> [MATERIAL PROVIDED]

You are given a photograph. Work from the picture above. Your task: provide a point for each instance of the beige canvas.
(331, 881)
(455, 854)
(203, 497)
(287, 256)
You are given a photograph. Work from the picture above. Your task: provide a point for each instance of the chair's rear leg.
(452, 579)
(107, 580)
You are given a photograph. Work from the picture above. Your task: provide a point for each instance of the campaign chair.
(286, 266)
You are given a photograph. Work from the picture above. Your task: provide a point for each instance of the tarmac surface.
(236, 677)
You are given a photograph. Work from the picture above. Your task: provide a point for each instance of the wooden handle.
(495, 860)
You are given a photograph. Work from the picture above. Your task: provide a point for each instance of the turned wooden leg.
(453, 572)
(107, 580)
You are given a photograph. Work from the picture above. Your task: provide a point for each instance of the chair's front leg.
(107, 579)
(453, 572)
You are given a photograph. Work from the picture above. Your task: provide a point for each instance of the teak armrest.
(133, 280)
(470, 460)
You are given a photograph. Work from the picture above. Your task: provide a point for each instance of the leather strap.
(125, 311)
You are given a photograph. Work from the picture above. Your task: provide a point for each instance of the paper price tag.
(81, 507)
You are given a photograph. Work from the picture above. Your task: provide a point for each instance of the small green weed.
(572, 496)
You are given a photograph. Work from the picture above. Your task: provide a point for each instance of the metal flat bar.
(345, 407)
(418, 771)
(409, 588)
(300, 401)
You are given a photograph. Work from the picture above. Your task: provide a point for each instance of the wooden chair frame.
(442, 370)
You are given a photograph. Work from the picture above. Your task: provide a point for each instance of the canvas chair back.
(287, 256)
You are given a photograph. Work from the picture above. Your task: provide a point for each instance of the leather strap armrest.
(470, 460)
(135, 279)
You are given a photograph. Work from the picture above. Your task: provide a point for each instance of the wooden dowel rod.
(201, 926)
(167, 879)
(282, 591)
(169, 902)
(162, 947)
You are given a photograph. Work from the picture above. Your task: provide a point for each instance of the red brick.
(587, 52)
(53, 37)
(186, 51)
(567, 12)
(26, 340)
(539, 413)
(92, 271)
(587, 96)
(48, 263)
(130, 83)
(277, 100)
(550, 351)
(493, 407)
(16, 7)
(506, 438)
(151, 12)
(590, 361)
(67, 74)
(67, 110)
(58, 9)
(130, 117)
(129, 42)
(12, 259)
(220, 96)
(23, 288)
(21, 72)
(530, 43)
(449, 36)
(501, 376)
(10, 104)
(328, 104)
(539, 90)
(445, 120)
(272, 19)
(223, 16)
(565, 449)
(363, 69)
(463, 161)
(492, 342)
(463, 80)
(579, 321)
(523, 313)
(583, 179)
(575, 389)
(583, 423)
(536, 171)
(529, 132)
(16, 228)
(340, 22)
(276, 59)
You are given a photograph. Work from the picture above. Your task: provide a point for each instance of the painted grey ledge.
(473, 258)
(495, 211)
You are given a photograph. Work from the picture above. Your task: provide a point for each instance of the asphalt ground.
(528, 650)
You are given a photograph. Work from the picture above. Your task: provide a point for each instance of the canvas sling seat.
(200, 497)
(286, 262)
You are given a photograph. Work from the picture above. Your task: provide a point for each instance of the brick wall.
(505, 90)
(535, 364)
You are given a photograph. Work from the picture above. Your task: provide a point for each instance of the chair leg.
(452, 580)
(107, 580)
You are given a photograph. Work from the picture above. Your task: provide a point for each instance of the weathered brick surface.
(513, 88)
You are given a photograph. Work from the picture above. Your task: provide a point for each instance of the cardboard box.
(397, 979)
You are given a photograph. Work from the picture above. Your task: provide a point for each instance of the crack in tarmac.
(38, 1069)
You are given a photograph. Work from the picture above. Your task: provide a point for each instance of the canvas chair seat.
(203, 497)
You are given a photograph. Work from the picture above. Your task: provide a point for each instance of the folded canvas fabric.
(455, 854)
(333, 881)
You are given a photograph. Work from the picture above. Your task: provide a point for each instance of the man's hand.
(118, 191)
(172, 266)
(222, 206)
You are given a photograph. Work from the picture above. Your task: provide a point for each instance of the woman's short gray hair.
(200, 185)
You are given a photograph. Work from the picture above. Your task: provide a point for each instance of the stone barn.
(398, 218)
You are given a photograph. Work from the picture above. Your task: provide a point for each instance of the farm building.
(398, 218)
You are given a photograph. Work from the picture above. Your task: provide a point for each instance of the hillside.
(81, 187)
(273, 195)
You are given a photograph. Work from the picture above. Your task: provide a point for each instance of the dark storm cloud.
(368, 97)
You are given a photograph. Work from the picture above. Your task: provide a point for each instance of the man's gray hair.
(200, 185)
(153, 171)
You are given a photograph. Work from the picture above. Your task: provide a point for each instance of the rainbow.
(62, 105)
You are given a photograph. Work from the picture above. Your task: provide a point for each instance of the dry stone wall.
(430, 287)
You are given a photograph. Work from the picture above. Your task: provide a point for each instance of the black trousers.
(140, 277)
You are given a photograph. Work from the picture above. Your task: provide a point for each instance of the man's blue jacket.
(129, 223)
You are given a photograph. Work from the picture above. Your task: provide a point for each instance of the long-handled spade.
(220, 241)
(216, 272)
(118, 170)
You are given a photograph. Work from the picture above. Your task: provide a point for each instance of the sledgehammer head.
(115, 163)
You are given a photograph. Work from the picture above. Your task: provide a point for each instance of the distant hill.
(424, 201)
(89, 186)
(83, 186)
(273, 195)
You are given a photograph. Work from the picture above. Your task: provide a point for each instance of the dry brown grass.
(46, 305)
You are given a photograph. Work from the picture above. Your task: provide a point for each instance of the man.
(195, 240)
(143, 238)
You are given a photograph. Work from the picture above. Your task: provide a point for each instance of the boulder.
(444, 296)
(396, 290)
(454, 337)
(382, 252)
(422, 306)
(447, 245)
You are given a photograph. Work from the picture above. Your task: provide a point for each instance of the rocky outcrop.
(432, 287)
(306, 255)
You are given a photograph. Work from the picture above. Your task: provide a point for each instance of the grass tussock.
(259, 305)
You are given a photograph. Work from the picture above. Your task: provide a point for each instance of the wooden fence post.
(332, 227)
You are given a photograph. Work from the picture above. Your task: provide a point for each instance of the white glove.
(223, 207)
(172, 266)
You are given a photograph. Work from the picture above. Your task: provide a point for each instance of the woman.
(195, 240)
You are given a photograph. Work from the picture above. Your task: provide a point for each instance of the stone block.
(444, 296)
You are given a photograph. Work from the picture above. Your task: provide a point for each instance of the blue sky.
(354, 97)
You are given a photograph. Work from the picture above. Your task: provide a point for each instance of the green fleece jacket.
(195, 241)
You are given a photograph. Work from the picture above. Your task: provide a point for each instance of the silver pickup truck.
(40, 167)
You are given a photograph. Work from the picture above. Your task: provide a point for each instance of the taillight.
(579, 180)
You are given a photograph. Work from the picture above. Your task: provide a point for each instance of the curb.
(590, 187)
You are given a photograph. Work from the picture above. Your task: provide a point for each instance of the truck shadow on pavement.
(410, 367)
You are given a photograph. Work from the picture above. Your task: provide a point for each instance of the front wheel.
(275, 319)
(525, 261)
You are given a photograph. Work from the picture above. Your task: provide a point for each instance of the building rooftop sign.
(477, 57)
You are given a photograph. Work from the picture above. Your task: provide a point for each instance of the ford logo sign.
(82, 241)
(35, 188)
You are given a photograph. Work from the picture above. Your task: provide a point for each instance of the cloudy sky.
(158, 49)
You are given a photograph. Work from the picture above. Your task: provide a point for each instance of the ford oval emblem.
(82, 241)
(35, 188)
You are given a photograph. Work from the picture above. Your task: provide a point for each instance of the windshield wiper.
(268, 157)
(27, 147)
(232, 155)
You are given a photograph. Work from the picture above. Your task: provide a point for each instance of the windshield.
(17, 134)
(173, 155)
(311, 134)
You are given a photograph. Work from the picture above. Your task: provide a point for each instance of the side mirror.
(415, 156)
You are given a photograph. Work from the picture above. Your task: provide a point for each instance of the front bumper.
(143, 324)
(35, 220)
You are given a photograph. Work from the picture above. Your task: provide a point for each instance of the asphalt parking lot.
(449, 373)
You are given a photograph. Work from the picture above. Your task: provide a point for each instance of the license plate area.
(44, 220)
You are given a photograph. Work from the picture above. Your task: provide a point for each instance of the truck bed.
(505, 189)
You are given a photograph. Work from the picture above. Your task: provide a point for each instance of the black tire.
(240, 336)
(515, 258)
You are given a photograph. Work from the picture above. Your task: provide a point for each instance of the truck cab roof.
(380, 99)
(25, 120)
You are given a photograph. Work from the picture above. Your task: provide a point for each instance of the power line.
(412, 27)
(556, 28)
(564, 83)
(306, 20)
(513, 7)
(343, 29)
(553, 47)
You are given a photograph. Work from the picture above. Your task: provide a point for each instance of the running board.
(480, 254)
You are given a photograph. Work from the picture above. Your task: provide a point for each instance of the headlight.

> [REQUIRED WORK] Extract every line from the one with "the power line." down to the final line above, both included, exactly as written.

> [TASK OUTPUT]
You are given a photograph. Work from the picture above. Your task: provide a point for each instance of the power line.
(412, 27)
(556, 28)
(564, 83)
(306, 20)
(513, 7)
(343, 29)
(553, 47)
You are given a photograph. Work from the picture above. Your task: provide a point for each instance of the running board.
(480, 254)
You are given a photograph. Work from the picture above. Your task: provide a point for each instance of the headlight.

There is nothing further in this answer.